== Excerpt provided

Introducing Wolf-Georg Zaddach as MA Course Leader at BIMM University Berlin

12 April, 2022

In 2021, we launched our new master’s degree MA Popular Music Practice at BIMM University Berlin and were happy to welcome a new group of postgraduate students who were looking to further deepen their professional and academic skills in the field of popular music.

We are delighted to have BIMM University Berlin lecturer Wolf-Georg Zaddach as course leader for our first master’s degree in Berlin and caught up with Wolf to talk about his background in the music industry, his research projects, jazz and the course.

What made you want to work in the music industry and what has your musical journey been like?

When I was a teenager, I knew that I wanted to make a living with music, in any way. Since I met quite a lot of musicians back in the day, I learned that ‘surviving’ by only playing the guitar would be very hard. I was also very interested in broader questions, not just regarding music history or theory, but also society and politics. So, academia in general seemed to offer the perfect path for this. Hence, I decided to study quite a lot of different things including musicology, jazz guitar, history. As an artist, I’m quite happy about this path, even though it meant a lot of work and sometimes struggle. Music can do so much more than just simply entertain.

You studied Jazz Guitar and also undertook research in the field of jazz. What fascinates you about the genre?

Jazz is a fascinating genre that potentially allows you to do a lot of different things with it. I love how it transgresses the boundaries of genres as well as our – being honest – pretty limited western harmony. But the most important thing is improvisation. It can be one of the most artful forms of expressing yourself: being in the moment, reflecting intuitively as well as consciously on your feelings, your mood, and thoughts through sound. It can be so personal. The older I get, the more I feel like I understand how rich this actually can be, and that still amazes me.

You recently have received a funding commitment for a scientific network on Artistic Music Research for the period 2022-2025 from the Deutsche Forschungsgemeinschaft (DFG), Germany’s largest independent research funding organization. Can you talk a bit more about your research projects and what they are about?

Artistic Research is a fairly new field, some say a new research paradigm, emerging as such in the 90s and growing especially since the Bologna reform (a series of agreements made between European countries to offer comparable quality at universities) in the 2000s. There have been other research traditions that are pretty close, like practice-based research in the UK. The difference is that we focus more on the actual creative doing where a lot of knowledge and knowledge production is at play. It is actually pretty Western to accept knowledge and knowledge production only in discursive forms, like writing. The sensual understanding has its own worth that we as Western societies are slowly re-discovering, just like we are slowly re-discovering the worth of indigenous knowledge, for instance. The aim of the network is to bring together international experts in the field to enhance the music-focused perspective, establish some guidelines and create connections to ‘traditional’ research fields, like musicology.

====
== Provided records

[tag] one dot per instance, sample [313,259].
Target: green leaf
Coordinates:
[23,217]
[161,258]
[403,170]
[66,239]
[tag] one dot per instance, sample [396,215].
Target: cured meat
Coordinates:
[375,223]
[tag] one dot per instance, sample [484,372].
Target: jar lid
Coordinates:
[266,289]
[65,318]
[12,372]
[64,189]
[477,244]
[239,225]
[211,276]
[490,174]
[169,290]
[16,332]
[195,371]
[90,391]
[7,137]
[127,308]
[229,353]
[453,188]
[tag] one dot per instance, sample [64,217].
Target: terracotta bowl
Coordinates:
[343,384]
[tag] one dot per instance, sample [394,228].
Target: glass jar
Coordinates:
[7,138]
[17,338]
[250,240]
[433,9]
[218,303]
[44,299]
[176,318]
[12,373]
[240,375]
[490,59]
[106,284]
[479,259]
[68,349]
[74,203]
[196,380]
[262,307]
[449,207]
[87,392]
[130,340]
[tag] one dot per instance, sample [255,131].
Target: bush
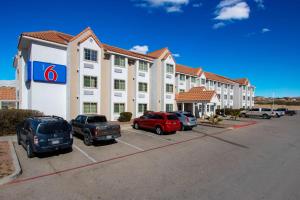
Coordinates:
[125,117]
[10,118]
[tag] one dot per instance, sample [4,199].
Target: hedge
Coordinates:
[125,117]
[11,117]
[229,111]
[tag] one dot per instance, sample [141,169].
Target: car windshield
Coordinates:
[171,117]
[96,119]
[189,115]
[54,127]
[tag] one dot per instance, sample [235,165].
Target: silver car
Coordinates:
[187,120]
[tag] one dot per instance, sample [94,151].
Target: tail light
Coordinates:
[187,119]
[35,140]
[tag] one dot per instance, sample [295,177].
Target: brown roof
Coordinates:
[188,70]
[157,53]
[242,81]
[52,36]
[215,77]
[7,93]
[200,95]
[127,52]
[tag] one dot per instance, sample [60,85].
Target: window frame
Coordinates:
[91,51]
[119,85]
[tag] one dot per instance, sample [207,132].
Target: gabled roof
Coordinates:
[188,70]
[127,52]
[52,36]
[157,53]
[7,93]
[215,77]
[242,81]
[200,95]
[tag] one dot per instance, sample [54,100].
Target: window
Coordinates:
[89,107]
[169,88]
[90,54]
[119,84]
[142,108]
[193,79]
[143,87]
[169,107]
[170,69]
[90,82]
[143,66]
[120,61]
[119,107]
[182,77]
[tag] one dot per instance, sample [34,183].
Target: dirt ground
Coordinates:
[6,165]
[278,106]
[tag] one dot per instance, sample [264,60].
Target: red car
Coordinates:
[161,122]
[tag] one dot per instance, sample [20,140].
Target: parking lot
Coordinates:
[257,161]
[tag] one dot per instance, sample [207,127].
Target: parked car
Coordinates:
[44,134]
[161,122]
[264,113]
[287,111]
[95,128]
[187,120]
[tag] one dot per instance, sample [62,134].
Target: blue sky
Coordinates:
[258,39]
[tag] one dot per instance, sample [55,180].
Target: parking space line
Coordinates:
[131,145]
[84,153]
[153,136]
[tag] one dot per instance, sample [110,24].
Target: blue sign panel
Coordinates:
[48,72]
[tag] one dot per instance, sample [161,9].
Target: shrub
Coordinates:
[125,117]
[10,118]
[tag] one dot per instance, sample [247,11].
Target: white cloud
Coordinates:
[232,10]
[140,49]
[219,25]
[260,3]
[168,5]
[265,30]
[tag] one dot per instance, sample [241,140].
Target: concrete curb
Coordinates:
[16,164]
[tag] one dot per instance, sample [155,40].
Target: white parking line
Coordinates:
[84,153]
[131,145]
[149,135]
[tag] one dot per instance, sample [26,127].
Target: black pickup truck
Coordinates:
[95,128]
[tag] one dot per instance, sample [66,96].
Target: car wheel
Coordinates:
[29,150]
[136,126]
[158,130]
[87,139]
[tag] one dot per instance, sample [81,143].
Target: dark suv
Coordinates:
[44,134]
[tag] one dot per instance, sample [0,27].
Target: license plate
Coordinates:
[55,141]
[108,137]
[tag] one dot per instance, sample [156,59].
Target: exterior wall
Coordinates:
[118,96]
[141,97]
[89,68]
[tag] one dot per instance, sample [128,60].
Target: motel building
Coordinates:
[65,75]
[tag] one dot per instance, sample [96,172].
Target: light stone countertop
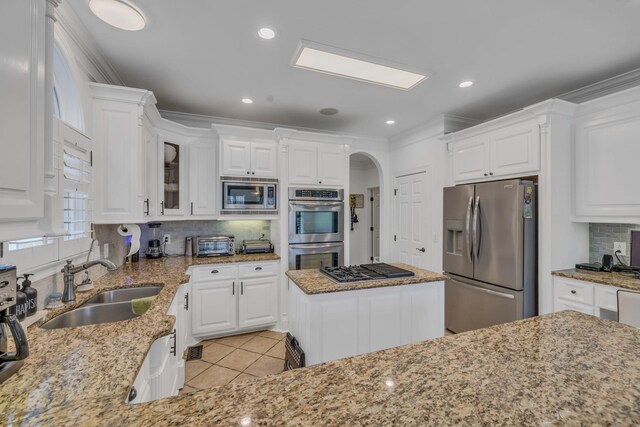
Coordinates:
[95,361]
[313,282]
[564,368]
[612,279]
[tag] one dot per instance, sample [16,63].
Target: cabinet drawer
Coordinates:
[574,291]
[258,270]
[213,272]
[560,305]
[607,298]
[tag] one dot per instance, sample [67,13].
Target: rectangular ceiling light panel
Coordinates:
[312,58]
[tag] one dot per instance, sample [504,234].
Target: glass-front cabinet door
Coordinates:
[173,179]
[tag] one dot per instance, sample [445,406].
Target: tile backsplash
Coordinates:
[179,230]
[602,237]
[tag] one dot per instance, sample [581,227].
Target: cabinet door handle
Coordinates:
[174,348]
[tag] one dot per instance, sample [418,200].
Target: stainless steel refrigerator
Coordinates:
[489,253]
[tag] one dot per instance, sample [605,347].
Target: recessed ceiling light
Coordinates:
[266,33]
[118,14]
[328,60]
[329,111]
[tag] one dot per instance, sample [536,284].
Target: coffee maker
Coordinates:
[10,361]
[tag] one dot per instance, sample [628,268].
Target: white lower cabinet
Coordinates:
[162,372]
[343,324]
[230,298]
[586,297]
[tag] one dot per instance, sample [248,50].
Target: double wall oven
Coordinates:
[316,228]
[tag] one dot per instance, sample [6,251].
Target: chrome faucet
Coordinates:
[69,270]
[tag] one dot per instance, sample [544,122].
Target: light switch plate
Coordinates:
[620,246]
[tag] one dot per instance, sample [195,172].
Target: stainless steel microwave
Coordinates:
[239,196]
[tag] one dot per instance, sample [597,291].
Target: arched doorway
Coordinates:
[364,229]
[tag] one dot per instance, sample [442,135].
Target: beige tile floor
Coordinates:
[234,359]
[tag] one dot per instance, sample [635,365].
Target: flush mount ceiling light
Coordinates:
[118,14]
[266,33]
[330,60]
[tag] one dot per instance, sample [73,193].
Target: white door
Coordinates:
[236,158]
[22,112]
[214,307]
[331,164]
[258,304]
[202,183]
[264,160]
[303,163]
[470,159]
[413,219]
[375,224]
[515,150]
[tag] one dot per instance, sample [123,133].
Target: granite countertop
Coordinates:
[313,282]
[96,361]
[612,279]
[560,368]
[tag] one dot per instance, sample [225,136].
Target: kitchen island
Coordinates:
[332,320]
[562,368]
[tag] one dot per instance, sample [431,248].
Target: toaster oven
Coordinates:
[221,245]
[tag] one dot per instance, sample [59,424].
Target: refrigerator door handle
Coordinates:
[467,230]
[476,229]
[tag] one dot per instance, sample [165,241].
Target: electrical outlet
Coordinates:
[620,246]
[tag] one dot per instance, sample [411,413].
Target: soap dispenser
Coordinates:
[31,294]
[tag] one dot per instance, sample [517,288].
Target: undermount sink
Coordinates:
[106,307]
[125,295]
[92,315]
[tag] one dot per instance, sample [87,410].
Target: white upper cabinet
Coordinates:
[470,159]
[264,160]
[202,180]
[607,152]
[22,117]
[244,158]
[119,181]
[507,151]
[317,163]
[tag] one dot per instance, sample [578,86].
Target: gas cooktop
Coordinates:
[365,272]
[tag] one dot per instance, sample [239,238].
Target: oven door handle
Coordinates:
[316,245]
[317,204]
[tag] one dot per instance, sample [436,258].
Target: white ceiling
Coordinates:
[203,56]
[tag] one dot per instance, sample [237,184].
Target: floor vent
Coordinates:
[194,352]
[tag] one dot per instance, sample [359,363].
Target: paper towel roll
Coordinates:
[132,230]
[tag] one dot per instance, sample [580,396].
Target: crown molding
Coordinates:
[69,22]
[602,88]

====
== Provided records

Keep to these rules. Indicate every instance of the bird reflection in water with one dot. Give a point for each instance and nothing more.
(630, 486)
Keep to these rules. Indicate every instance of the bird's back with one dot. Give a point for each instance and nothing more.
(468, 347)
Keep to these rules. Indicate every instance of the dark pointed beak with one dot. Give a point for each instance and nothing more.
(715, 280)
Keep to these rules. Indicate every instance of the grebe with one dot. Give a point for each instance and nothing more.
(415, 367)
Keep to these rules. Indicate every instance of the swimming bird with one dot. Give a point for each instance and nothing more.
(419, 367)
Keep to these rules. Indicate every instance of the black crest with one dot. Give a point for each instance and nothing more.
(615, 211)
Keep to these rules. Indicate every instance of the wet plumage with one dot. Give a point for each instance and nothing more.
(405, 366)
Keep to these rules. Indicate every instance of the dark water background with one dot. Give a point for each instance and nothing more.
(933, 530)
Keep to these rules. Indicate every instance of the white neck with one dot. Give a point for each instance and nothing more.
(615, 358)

====
== Provided records

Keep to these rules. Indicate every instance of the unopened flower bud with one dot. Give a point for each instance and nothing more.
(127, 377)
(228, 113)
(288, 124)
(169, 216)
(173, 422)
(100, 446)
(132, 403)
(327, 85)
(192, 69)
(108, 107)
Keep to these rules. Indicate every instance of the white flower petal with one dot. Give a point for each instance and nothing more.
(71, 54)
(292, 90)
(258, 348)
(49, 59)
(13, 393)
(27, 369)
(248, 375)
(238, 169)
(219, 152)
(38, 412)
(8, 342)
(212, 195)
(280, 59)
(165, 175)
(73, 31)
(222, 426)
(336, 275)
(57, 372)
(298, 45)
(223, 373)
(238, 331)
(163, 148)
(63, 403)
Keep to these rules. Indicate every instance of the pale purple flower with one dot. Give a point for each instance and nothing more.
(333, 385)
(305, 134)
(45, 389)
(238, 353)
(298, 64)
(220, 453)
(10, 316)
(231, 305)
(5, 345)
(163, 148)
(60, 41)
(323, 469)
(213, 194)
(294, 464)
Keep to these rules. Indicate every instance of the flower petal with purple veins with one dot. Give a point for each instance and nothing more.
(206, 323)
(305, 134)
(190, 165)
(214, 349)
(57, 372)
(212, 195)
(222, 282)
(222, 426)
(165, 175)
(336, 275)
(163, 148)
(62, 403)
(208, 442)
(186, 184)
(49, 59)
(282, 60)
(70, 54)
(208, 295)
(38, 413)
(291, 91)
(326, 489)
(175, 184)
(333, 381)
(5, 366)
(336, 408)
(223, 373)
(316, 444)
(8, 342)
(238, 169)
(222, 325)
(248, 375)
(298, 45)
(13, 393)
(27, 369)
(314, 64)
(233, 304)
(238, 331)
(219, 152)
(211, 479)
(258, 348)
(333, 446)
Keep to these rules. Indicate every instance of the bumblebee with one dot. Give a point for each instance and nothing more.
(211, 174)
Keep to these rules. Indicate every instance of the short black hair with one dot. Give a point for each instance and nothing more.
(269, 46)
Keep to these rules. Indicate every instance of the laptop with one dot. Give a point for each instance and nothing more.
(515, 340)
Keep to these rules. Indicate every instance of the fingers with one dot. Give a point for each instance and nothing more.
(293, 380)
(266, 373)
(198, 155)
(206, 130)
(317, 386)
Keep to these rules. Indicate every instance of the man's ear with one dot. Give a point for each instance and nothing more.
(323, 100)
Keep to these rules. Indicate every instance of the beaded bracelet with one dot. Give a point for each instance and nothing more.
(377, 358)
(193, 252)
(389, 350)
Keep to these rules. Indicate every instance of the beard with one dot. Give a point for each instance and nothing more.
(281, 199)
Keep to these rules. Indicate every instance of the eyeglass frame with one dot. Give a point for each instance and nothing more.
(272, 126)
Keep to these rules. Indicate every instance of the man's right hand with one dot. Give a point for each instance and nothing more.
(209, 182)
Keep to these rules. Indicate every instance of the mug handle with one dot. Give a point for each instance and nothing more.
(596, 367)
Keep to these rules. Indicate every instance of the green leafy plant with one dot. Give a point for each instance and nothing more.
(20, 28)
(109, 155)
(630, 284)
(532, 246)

====

- What to work on:
**1.** In the interview with Wolf-Georg Zaddach, what period does the DFG funding for the Artistic Music Research network cover?
**2.** Extend the interview with Wolf-Georg Zaddach, picking up right after its final sentence.

- Task results:
**1.** 2022 to 2025.

**2.**
You joined BIMM University Berlin as the course leader of our very first MA programme that launched in 2021 – what has been your highlight so far teaching the MA?

To me, the very different backgrounds, talents and visions the students have are so impressive and enriching. It is wonderful to see how students grow within their personal field of interest.

Why do you think the MA Popular Music Practice is the perfect course for any music student looking to develop as a music professional and explore their musical interest in more depth?

The MA is perfect to further develop and strengthen skills that are required and expected from everybody who wants to work with music nowadays – a structured way of learning and adapting, and the ability to collaborate and self-organise. With the ever-changing circumstances in the so-called creative industry, we need to incorporate those skills for a healthy and ideally life-long career. The MA enables the student to grow as a creative person through research, critical thinking and group activities, and be prepared for future challenges.

What is your advice for any student interested in studying the MA Popular Music Practice at BIMM University Berlin?

Come and join our virtual open days, chat with us and current students to make your own mind up.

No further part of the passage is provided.